> _SUPPLIED TEXT_
::::::::::

Re: [PATCH][Arm] Auto-vectorization for MVE: vsub

Dennis Zhang via Gcc-patches Tue, 06 Oct 2020 09:47:25 -0700

Hi all,

On 8/17/20 6:41 PM, Dennis Zhang wrote:
> 
> Hi all,
> 
> This patch enables MVE vsub instructions for auto-vectorization.
> It adds RTL templates for MVE vsub instructions using 'minus' instead of
> unspec expression to make the instructions recognizable for vectorization.
> MVE target is added in sub<mode>3 optab. The sub<mode>3 optab is
> modified to use a mode iterator that selects available modes for various
> targets correspondingly.
> MVE vector modes are enabled in arm_preferred_simd_mode in arm.c to
> support vectorization.
> 
> This patch also fixes 'vreinterpretq_*.c' MVE intrinsic tests. The tests
> generate wrong instruction numbers because of unexpected icf optimization.
> This bug is exposed by the MVE vector modes enabled in this patch,
> therefore it is corrected in this patch to avoid test failures.
> 
> MVE instructions are documented here:
> https://developer.arm.com/architectures/instruction-sets/simd-isas/helium/helium-intrinsics
> 
> The patch is regtested for arm-none-eabi and bootstrapped for
> arm-none-linux-gnueabihf.
> 
> Is it OK for trunk please?
> 
> Thanks
> Dennis
> 
> gcc/ChangeLog:
> 
> 2020-08-10  Dennis Zhang  <dennis.zh...@arm.com>
> 
>       * config/arm/arm.c (arm_preferred_simd_mode): Enable MVE vector modes.
>       * config/arm/arm.h (TARGET_NEON_IWMMXT): New macro.

::::::::::

[Region segmentation data]
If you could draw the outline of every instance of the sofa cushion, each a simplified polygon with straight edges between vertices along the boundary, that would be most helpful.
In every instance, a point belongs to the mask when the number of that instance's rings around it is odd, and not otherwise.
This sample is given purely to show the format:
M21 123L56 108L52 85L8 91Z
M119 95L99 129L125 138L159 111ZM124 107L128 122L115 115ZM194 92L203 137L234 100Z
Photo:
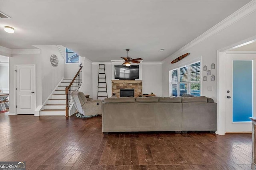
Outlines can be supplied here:
M134 103L135 102L135 98L134 97L105 98L104 99L104 102L105 103Z
M187 94L186 93L184 93L184 94L182 94L182 96L181 97L183 98L189 98L190 97L196 97L196 96L193 95L193 94Z
M181 103L181 98L159 97L158 101L162 102Z
M136 102L158 102L158 97L156 96L146 98L136 98Z
M182 98L182 103L188 102L207 102L207 98L205 96Z

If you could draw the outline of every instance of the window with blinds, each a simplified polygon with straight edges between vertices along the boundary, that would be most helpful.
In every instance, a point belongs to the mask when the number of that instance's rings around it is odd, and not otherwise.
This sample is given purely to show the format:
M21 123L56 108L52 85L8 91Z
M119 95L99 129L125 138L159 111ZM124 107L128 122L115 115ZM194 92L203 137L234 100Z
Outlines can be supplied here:
M66 63L79 63L79 56L68 49L66 49Z
M184 94L200 96L200 61L169 71L169 95L181 96Z

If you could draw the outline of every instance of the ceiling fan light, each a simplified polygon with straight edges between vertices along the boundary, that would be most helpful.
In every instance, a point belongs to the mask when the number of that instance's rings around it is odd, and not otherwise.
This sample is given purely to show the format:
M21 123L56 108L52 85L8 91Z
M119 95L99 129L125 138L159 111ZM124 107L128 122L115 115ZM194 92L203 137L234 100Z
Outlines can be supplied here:
M128 67L128 66L129 66L131 65L131 63L126 63L125 64L125 65Z
M8 33L13 33L14 32L14 29L9 26L5 26L4 31Z

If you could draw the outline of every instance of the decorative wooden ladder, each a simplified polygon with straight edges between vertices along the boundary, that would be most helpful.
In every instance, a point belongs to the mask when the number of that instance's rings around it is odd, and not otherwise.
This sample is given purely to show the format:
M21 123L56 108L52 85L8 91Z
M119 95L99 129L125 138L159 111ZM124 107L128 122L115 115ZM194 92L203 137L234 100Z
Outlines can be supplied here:
M106 79L105 64L99 64L99 75L98 79L98 96L97 99L103 99L108 97L107 90L107 81Z

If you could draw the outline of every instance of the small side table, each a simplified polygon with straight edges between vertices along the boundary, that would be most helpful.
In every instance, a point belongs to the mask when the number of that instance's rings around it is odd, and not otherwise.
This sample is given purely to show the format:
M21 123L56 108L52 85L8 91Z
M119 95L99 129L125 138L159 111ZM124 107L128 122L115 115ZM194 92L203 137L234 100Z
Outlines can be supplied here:
M143 97L155 96L155 94L143 94Z

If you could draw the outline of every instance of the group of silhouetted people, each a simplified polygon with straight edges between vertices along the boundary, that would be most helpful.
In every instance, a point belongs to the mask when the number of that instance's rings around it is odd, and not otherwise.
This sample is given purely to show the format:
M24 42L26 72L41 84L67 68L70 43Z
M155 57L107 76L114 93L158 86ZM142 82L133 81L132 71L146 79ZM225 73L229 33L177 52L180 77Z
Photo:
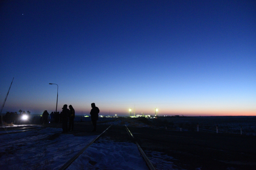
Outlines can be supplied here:
M97 107L96 107L95 104L93 103L91 104L92 109L90 112L91 115L91 119L92 120L92 124L93 126L93 130L92 132L97 132L97 120L98 119L99 109ZM59 114L59 112L52 112L49 114L47 110L45 110L40 118L40 122L43 125L47 124L48 123L48 116L50 117L50 122L60 123L62 124L62 133L67 133L68 131L72 131L74 130L74 119L75 118L75 109L73 106L70 105L69 106L69 109L68 109L68 105L64 105L62 108L62 111ZM20 110L19 111L20 113L19 115L22 115L24 114L30 114L30 112L28 111L28 113L25 111L22 112ZM16 120L16 117L18 117L18 115L17 112L8 112L5 116L3 117L5 119L7 123L10 123ZM69 119L69 124L68 126L68 123Z
M75 118L75 109L72 105L64 105L62 111L62 132L67 133L74 130L74 118ZM68 127L68 122L69 119L69 125Z

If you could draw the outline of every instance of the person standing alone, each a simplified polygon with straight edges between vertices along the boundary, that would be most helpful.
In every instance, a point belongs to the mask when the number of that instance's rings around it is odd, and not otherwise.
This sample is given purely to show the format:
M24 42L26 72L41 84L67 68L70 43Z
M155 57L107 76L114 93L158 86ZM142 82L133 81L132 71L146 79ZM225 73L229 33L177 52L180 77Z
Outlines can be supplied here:
M93 103L91 104L92 106L92 110L91 110L91 119L93 123L94 129L92 132L97 132L97 120L98 119L99 109L98 107L95 106L95 104Z
M62 108L62 133L67 133L68 132L68 120L70 115L70 111L68 109L68 105L64 105Z
M69 131L73 131L74 130L74 118L75 118L75 109L73 108L72 105L69 106L70 109L70 117L69 117Z

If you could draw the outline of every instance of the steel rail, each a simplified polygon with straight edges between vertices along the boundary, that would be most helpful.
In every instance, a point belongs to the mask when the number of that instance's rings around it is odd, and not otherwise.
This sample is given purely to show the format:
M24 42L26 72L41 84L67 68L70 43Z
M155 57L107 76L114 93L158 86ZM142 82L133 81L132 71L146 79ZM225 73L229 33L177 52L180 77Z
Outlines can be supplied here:
M3 132L3 131L12 131L12 130L25 130L25 129L36 129L36 127L25 127L25 128L6 128L6 129L0 129L0 132Z
M12 133L20 133L20 132L24 132L31 131L39 131L40 130L41 130L41 129L24 130L23 131L16 131L16 132L2 133L0 133L0 135L6 135L6 134L12 134Z
M73 162L75 161L75 160L78 157L78 156L81 155L83 151L84 151L88 147L89 147L94 142L95 140L98 139L98 138L101 136L104 133L105 133L105 131L108 130L108 129L109 129L113 125L110 125L108 128L106 128L106 130L104 131L102 133L101 133L100 135L99 135L98 136L97 136L96 138L95 138L93 141L92 141L89 144L87 144L87 145L83 148L82 149L81 149L76 155L74 156L71 159L70 159L68 162L67 162L65 164L63 164L59 169L59 170L64 170L67 169L72 163Z
M125 125L125 128L126 128L127 131L128 132L129 132L129 133L131 135L131 136L132 136L132 137L133 137L133 138L134 139L134 140L135 140L134 136L133 136L133 134L132 134L131 131L130 131L129 129L128 129L128 128L127 127L127 126L126 125ZM148 158L147 158L147 156L146 156L146 154L145 154L145 153L144 153L144 152L142 150L142 149L141 149L141 148L140 148L140 145L139 144L139 143L138 143L138 142L136 140L135 140L135 143L136 143L137 146L138 147L138 149L139 149L139 151L140 151L140 153L142 155L142 157L143 157L144 160L146 162L146 165L147 165L147 167L148 167L148 168L150 170L155 170L155 167L154 167L153 165L152 165L152 164L150 162L150 160L148 159Z

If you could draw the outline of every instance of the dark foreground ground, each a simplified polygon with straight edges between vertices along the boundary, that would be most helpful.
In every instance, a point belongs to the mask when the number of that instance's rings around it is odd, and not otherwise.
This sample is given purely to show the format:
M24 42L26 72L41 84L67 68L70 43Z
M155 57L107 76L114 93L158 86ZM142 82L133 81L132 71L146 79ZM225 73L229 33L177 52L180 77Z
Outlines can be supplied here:
M68 134L99 134L109 126L98 124L97 132L93 133L90 122L76 123L74 130ZM54 126L59 128L61 125ZM128 126L144 151L157 151L173 157L167 161L173 162L176 169L256 169L255 136L180 132L152 127ZM133 141L123 126L112 126L104 136L117 141Z

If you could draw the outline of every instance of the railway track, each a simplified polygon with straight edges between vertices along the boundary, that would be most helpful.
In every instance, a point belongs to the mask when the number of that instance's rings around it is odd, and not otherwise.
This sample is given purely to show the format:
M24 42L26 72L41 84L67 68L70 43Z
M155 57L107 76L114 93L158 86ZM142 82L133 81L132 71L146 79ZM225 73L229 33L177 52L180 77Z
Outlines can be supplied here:
M98 140L100 137L103 136L104 134L105 134L105 133L113 126L113 125L111 125L108 128L106 128L102 133L101 133L100 134L98 135L92 142L91 142L90 143L88 144L84 148L82 149L81 150L80 150L77 154L76 154L75 156L74 156L71 159L70 159L69 161L68 161L66 163L65 163L60 168L59 168L59 170L65 170L67 168L69 167L69 166L82 153L83 153L87 149L89 148L93 143L94 143L95 141ZM136 144L138 147L138 149L139 150L139 151L141 153L144 160L145 161L146 165L148 167L148 169L150 170L155 170L155 168L154 166L152 165L152 164L150 162L150 160L148 158L147 158L147 156L143 151L142 149L140 148L139 143L136 141L135 138L134 138L134 136L130 131L130 130L128 129L128 128L125 126L125 130L126 130L129 135L131 136L133 138L133 140L134 141L135 143Z

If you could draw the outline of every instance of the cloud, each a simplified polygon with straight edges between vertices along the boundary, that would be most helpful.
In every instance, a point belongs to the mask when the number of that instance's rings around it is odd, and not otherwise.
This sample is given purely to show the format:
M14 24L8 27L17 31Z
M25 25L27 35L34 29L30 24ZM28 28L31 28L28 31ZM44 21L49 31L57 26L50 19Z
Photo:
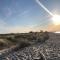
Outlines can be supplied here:
M51 32L59 32L60 31L60 25L48 25L47 29L48 31Z

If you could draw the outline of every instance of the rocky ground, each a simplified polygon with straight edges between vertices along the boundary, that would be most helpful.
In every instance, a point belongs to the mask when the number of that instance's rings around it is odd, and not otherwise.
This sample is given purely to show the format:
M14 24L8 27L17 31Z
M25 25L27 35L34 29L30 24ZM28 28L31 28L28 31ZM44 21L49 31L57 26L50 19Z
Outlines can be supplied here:
M0 60L60 60L60 35L49 35L50 39L45 43L38 43L17 51L13 48L1 51Z

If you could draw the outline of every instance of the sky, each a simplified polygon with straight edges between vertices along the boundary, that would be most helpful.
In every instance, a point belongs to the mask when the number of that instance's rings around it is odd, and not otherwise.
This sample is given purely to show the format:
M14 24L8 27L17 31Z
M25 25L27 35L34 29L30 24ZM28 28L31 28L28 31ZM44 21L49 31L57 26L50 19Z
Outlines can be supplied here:
M53 14L60 14L60 0L40 0ZM0 0L0 33L60 31L36 0Z

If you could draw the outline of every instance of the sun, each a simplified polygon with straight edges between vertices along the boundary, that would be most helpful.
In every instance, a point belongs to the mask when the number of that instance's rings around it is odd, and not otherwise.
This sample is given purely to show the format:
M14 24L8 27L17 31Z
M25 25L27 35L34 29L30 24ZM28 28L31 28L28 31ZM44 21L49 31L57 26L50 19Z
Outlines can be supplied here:
M60 25L60 15L53 15L52 17L52 21L54 23L54 25Z

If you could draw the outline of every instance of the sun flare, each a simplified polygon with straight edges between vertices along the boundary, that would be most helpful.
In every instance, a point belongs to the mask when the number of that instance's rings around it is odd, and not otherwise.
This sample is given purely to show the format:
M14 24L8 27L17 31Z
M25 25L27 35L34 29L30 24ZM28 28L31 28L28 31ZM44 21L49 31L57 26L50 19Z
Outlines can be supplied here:
M54 15L52 17L52 21L53 21L54 25L60 25L60 15Z

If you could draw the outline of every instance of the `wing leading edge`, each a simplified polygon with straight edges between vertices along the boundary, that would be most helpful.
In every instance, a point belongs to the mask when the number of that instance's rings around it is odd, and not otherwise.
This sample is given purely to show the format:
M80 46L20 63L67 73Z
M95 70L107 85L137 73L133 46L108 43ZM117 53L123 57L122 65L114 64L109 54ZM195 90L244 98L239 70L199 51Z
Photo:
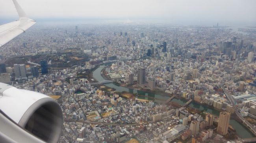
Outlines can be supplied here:
M28 18L16 0L13 0L19 19L15 22L0 25L0 47L25 32L35 21Z

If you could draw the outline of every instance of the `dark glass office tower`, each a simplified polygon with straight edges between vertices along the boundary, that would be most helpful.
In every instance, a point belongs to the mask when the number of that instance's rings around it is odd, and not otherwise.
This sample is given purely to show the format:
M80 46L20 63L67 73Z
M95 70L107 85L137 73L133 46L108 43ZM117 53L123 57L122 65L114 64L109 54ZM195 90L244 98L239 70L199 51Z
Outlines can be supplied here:
M37 66L35 66L31 67L30 67L30 71L31 71L31 74L34 77L37 77L39 75L39 72L38 72L38 68Z
M48 65L46 60L42 60L41 62L42 74L45 74L48 73Z
M6 72L6 64L4 63L0 63L0 74Z
M166 42L164 42L163 43L163 52L166 52L167 51L166 50Z

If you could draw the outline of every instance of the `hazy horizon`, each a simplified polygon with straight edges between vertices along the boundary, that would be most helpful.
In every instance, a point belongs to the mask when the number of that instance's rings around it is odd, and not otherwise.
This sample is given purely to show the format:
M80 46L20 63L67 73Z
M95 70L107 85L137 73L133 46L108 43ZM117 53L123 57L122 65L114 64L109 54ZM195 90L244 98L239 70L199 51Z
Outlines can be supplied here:
M12 0L0 0L0 22L18 18ZM154 23L249 26L256 25L256 1L45 0L18 1L39 22ZM72 21L75 21L72 22Z

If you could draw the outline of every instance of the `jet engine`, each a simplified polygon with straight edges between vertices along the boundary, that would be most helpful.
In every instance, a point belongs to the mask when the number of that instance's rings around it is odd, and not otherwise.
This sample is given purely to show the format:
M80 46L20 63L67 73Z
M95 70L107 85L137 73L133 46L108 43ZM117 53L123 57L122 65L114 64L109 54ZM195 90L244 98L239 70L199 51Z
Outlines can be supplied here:
M0 109L9 118L46 142L58 142L62 111L51 97L0 83Z

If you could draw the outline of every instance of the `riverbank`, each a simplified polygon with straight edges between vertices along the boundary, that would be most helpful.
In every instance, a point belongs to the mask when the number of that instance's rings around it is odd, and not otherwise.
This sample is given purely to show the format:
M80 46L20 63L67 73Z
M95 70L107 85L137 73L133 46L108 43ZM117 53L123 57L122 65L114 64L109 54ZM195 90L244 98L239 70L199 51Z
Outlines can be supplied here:
M98 68L96 69L93 72L94 77L98 81L106 80L101 75L100 72L101 70L104 67L98 67ZM110 88L114 88L116 89L116 91L119 92L120 93L121 93L123 91L125 91L134 94L134 95L136 95L136 94L141 95L141 96L138 96L138 98L150 100L152 100L153 98L154 98L155 102L158 104L161 104L163 102L163 101L166 101L170 98L169 96L160 95L158 94L150 93L141 90L134 90L125 87L118 86L113 83L106 83L104 84L104 85ZM146 96L148 97L146 97ZM149 97L150 97L150 98ZM160 99L161 99L161 100L158 100L156 99L157 98ZM180 99L179 98L178 98L177 97L176 97L176 98L173 99L169 103L170 104L173 103L178 105L183 105L187 102L186 101L183 99ZM208 106L207 107L206 106L205 106L205 105L199 104L200 103L193 101L189 104L188 105L188 107L197 109L199 110L204 110L205 112L212 114L216 117L219 117L219 111L215 110L213 107L211 106L208 107ZM173 105L173 106L174 107L174 106ZM240 138L253 138L255 136L247 128L247 127L243 124L240 123L239 121L237 121L236 119L233 118L230 118L230 125L237 131L237 135Z

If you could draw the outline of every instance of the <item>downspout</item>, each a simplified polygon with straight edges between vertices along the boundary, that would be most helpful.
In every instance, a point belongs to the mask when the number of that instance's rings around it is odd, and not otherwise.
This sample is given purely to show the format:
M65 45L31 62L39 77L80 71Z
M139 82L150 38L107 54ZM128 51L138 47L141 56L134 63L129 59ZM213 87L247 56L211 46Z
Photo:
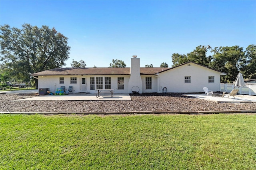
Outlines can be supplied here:
M156 73L156 75L153 75L154 77L157 77L157 86L158 86L158 91L157 92L158 93L159 93L160 91L160 81L159 81L160 77L158 77L158 75L159 75L159 73Z

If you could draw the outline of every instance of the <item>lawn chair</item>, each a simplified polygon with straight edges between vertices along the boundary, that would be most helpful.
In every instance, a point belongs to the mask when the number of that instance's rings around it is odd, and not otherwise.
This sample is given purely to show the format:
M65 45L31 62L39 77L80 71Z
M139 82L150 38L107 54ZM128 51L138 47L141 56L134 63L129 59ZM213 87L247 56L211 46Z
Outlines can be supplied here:
M233 96L234 98L235 99L235 96L237 94L237 92L238 92L239 90L238 89L233 89L232 90L232 91L230 93L227 93L227 92L223 92L223 94L222 94L222 97L224 97L224 95L225 94L229 94L228 97L228 99L229 99L230 96Z
M55 95L63 95L64 93L64 91L61 88L57 89L57 91L55 91Z
M72 92L72 90L73 90L73 86L68 86L68 94L70 94L70 93L73 94L73 92Z
M61 91L63 92L63 93L65 93L65 94L66 94L66 91L65 91L65 86L60 86L60 89L61 89Z
M212 90L208 90L208 88L206 87L203 88L203 89L204 91L204 94L207 94L207 95L208 96L209 94L213 94L213 92Z

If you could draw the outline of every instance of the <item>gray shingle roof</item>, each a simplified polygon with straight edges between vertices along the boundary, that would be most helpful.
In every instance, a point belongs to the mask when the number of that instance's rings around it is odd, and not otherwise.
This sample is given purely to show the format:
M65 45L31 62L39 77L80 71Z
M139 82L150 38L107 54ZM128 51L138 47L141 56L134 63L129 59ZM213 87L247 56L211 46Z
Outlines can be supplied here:
M140 74L153 75L168 68L140 68ZM130 68L56 68L32 74L32 75L129 75Z

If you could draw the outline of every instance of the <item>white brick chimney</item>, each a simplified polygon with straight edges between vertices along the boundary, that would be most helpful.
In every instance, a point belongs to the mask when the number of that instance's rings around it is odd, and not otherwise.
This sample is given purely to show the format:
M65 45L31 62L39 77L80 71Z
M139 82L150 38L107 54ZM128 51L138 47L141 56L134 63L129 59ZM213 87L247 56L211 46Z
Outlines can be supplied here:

::::::::::

> _REQUIREMENTS_
1) Edit the vsub patch message from "Re: [PATCH][Arm] Auto-vectorization" to "instructions for auto-vectorization.", swapping "vsub" for "vadd".
2) According to the vsub patch message, for which target was the patch bootstrapped?
The records were drawn from a separate source.

> _RESPONSES BY TASK_
1)
Re: [PATCH][Arm] Auto-vectorization for MVE: vadd

Dennis Zhang via Gcc-patches Tue, 06 Oct 2020 09:47:25 -0700

Hi all,

On 8/17/20 6:41 PM, Dennis Zhang wrote:
> 
> Hi all,
> 
> This patch enables MVE vadd instructions for auto-vectorization.

2) arm-none-linux-gnueabihf